--- Records provided ---

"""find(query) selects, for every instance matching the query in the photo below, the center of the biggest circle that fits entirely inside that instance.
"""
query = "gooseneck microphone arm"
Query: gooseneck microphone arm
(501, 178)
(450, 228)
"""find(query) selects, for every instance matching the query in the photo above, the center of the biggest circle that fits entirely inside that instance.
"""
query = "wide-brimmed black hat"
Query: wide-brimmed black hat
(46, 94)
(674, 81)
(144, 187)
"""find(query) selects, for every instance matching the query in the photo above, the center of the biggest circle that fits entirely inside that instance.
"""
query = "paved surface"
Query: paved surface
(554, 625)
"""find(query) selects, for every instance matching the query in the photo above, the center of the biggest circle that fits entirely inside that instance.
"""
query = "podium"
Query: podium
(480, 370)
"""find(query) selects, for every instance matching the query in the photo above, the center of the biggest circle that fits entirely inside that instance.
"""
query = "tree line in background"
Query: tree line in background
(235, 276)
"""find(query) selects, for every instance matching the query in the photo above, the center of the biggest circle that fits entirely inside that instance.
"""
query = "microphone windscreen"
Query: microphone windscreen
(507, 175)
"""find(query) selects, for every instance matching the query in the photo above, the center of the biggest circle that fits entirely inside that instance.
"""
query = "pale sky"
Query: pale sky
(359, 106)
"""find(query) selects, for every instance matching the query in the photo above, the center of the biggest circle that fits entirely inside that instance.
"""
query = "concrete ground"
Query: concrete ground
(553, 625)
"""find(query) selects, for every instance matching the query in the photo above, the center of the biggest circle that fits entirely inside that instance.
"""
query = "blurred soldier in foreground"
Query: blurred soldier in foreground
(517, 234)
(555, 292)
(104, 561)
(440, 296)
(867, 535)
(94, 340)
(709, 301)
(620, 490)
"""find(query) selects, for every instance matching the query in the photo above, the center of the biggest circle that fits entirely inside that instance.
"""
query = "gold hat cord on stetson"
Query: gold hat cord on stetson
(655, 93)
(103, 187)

---

Recite the full listing above exactly.

"""find(query) selects, for every instance matching the query in the photo below, the center of the biggest circle that fits entirely inside that instance.
"""
query = "gooseneck microphone arm"
Query: gooseneck microphone arm
(501, 178)
(450, 228)
"""find(query) selects, for every instance matching the query in the photo above, the center of the biggest circle that fits entirely inside that instance.
"""
query = "wide-brimmed black hat"
Query: wide-brimmed black hat
(46, 94)
(674, 81)
(144, 187)
"""find(query) selects, for every instance matching the query in the photo above, the center of the biggest circle that fits entirely inside that instance.
"""
query = "paved surface"
Query: paved surface
(554, 625)
"""find(query) selects, for every instance matching the query in the photo above, the center of the biggest circle that fits entirely inside that instance.
"""
query = "podium"
Query: podium
(480, 370)
"""find(query) selects, for every instance matching the query in the photo above, the center of the biggest circle that fits entirely inside that instance.
"""
query = "tree line in background"
Query: tree line in background
(235, 276)
"""find(query) selects, for every instance matching the query in the photo above, the center of the biggest circle that fits entirely inside that instance.
"""
query = "microphone windscreen"
Query: microphone windscreen
(507, 175)
"""find(query) selects, for every instance matching the query in the photo above, the center of the biggest circle that fits entirely inside that instance.
"""
query = "pale sky"
Query: pale sky
(359, 106)
"""find(query) selects, for every instance matching the query in the photo above, the center of the biggest circle that fits entirely inside that instance.
"""
query = "concrete ground"
Query: concrete ground
(553, 625)
"""find(query) selects, for every instance matching the query in the photo above, the center of the biggest circle that fits entirely inside that instance.
"""
query = "blurred soldier in foreground"
Query: blurred soldier in foreground
(517, 234)
(555, 292)
(104, 561)
(440, 296)
(867, 535)
(94, 340)
(709, 301)
(620, 490)
"""find(query) selects, for every instance matching the query in the photo above, the center of the biggest circle that fits entirely inside that instance.
"""
query = "gold hat cord on stetson"
Query: gold hat cord on stetson
(655, 93)
(103, 187)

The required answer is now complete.